Text section:
Don’t Ask — the perfect name for this novel given the tragic drama that will unfold – is a whodunnit with a difference, in the respect that Elsa is not the only one to be faced with questions they wish had never been raised.

And, without giving too much away, Elsa isn’t the only one whose lineage comes under the clinical glare of the spotlight.

Elsa manages to track down her previously unknown close relative, but her overtures are rebuffed.

Like Pandora’s Box, however, once open the lid can’t be closed, with devastating consequences. Both families involved have skeletons in the closet that now come tumbling out, and before the dust settles there may be fresh ones to join them.

Interestingly, the novel covers three separate but interconnected timelines. The main timeline revolves around Elsa and her DNA quest in the present day.

The others, however, relate to her mother back in the Britpop days of the 1990s, and to her grandmother in the heady, permissive society of the glam rock ‘70s, when she was a young teenybopper religiously following fictional band, Flight.

Flight’s bass player, Chaz Crick, has his own storyline, both in the drug-fuelled, glitter-strewn excesses of the 1970s and the present day, where he is now a faded pop star earning a living as a painter and decorator.

While Chaz is central to the main plot, his background story, detailing his troubled relationship with toxic band mate, Andy, is engrossing in its own right.

Andy, who finds himself embroiled in the police’s real-world sexual abuse investigation, Operation Yewtree, is a despicable egomaniac, while Chaz carries remorse and regrets for past actions in equal measure.

For me, it is these scenes set in the seventies that really make the novel sing. They are vividly told, capturing perfectly the grimy underbelly of the pop star lifestyle – as Operation Yewtree exposed – as well as the sexist and predatory attitudes that just would not pass in these more enlightened times.

It’s important to add that while this time-hopping narrative structure may seem a little daunting at first, it proves highly effective in deepening the mystery before wrapping up the story effectively in a jaw-dropping, explosive fashion.

Assigned task 1: Rewrite the paragraph of the review that begins "Flight’s bass player, Chaz Crick," in one shorter sentence, keeping its main facts.
Assigned task 2: From the review, extract word for word the passage between "Flight’s bass player, Chaz" and "painter and decorator.", inclusive.

Available data:
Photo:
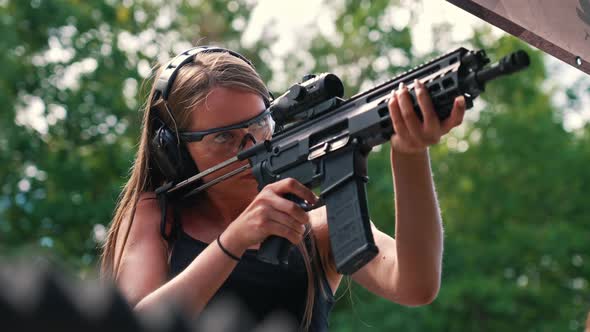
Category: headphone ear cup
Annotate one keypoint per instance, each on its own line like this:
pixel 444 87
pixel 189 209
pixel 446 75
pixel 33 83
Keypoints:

Exercise output 1: Chaz Crick, Flight’s bass player, has his own storyline set in two periods: the drug-fuelled, glitter-strewn 1970s and the present day, when he is a faded pop star working as a painter and decorator.

Exercise output 2:
Flight’s bass player, Chaz Crick, has his own storyline, both in the drug-fuelled, glitter-strewn excesses of the 1970s and the present day, where he is now a faded pop star earning a living as a painter and decorator.